**ACTION ITEM**
Excluding pictures, give the entries again exactly as they appear.

==== DATA FOR THIS TASK

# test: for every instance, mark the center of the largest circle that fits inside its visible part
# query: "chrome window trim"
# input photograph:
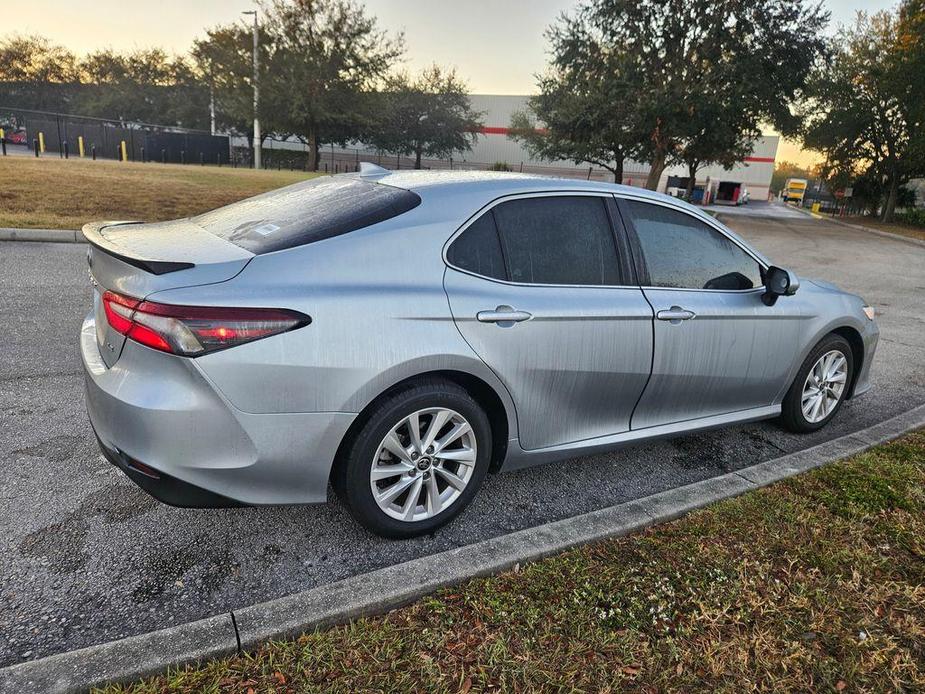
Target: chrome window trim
(711, 223)
(604, 195)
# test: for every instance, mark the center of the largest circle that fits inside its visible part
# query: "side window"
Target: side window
(477, 249)
(685, 253)
(558, 240)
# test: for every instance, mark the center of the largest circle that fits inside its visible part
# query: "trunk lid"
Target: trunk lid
(137, 259)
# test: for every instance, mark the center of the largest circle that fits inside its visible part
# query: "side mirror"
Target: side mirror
(778, 282)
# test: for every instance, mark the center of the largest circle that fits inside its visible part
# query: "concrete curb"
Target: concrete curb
(878, 232)
(46, 235)
(363, 595)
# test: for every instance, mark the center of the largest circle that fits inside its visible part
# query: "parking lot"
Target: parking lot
(91, 558)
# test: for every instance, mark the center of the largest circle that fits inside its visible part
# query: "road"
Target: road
(86, 557)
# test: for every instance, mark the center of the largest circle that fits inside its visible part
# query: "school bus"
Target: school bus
(794, 190)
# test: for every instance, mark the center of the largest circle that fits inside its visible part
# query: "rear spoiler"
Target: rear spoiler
(92, 232)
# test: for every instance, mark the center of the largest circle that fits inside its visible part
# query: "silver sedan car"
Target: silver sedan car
(399, 335)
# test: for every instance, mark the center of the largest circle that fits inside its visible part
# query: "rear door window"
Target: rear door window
(306, 212)
(478, 249)
(558, 240)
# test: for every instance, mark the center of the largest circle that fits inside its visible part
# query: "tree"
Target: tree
(787, 169)
(143, 85)
(717, 131)
(35, 73)
(224, 60)
(866, 114)
(427, 115)
(584, 112)
(644, 65)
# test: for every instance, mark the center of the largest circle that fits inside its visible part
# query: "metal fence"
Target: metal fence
(63, 134)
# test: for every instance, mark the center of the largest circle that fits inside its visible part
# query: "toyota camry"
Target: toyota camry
(399, 335)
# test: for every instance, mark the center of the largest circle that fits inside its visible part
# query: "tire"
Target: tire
(793, 417)
(434, 402)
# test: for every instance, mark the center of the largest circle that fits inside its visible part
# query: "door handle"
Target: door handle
(503, 314)
(675, 314)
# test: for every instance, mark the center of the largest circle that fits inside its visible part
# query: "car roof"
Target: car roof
(495, 184)
(473, 189)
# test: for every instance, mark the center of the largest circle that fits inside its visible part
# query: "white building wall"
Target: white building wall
(493, 145)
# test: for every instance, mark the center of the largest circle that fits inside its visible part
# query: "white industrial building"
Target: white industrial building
(494, 145)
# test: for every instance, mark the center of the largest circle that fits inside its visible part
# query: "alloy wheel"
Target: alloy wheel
(423, 464)
(824, 386)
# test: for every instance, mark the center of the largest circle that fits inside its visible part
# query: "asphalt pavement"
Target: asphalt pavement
(86, 557)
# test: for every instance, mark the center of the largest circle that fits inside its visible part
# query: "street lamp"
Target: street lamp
(257, 138)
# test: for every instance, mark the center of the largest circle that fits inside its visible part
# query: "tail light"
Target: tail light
(194, 330)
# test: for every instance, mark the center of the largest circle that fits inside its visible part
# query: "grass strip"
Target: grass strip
(52, 193)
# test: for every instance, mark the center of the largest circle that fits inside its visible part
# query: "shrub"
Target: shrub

========

**WRITTEN RESPONSE**
# test: for every instance, mark the center of the largest circle that fits inside its visible part
# query: "chrome window trim"
# input photograph:
Target: chrome window trim
(711, 223)
(604, 195)
# test: for every instance, mark the center of the largest circle that fits inside its visible part
# query: "side window"
Target: side window
(477, 249)
(685, 253)
(558, 240)
# test: for every instance, mark the center of the largest circle that fits inside its visible part
# query: "trunk lid"
Target: trunk lid
(137, 259)
# test: for every instance, mark the center of the largest circle that fits inside its visible part
# query: "side mirror"
Target: side mirror
(778, 282)
# test: for every instance, mark the center of the largest circle that fits inside its visible part
# query: "concrete curb"
Target: concrete curb
(878, 232)
(46, 235)
(363, 595)
# test: for every instance, mark the center of the largest circle that fits inside its visible part
# query: "parking lot"
Target: parking lot
(91, 558)
# test: for every instance, mark the center of the largest circle that fits inside its visible part
# query: "road"
Target: road
(86, 557)
# test: for every instance, mark the center of the largest circle that fits inside its visible part
# query: "school bus"
Target: school bus
(794, 190)
# test: for every instance, mark the center of the largest circle that fits inside its visible part
# query: "rear spoiler"
Target: rear spoiler
(92, 232)
# test: for every instance, mark the center of the largest circle that fits inside its visible part
# query: "silver sedan car"
Target: silver sedan car
(399, 335)
# test: for every instance, mark the center of the largest circle that fits inside its visible part
# query: "rear door window"
Target: rear door window
(306, 212)
(478, 249)
(558, 240)
# test: for every instance, mark the center of the largest circle that fits inside its visible part
# query: "tree"
Target: tree
(787, 169)
(143, 85)
(717, 131)
(35, 73)
(224, 60)
(866, 114)
(427, 115)
(584, 112)
(644, 65)
# test: for every instance, mark the center of the largest circle that fits inside its visible part
# query: "metal fence"
Target: metal fence
(63, 134)
# test: for every instance, mark the center of the largest circle that fits inside its visible part
# query: "toyota camry"
Target: toyota camry
(399, 335)
# test: for every instance, mark the center of the largest circle that fits inside its visible part
# query: "tire"
Target: tire
(793, 417)
(434, 402)
# test: for every instance, mark the center of the largest circle that fits inside its visible part
# query: "door handle"
Target: door handle
(503, 314)
(675, 314)
# test: for every instance, mark the center of the largest circle that fits inside its visible part
# query: "car roof"
Target: car roof
(495, 184)
(473, 189)
# test: for every instance, mark the center of the largest circle that fits inside its visible part
# query: "white building wall"
Target: white building wall
(493, 145)
# test: for every instance, mark the center of the largest circle that fits inside its visible part
# query: "white industrial building"
Target: white industrial building
(494, 145)
# test: for every instance, mark the center of the largest circle that fits inside its visible part
# query: "alloy wheel"
Target: alloy wheel
(423, 464)
(824, 386)
# test: for every instance, mark the center of the largest circle that fits inside its visible part
# query: "asphalt pavement"
Target: asphalt pavement
(86, 557)
# test: for every instance, mark the center of the largest circle that fits inside its visible part
# query: "street lamp"
Target: street lamp
(257, 138)
# test: for every instance, mark the center of the largest circle that fits inside its visible part
# query: "tail light"
Target: tail light
(194, 330)
# test: for every instance, mark the center of the largest circle that fits inside its visible part
# query: "grass strip"
Target: grass strip
(52, 193)
# test: for every instance, mark the center of the largest circle that fits inside its visible part
# query: "shrub"
Target: shrub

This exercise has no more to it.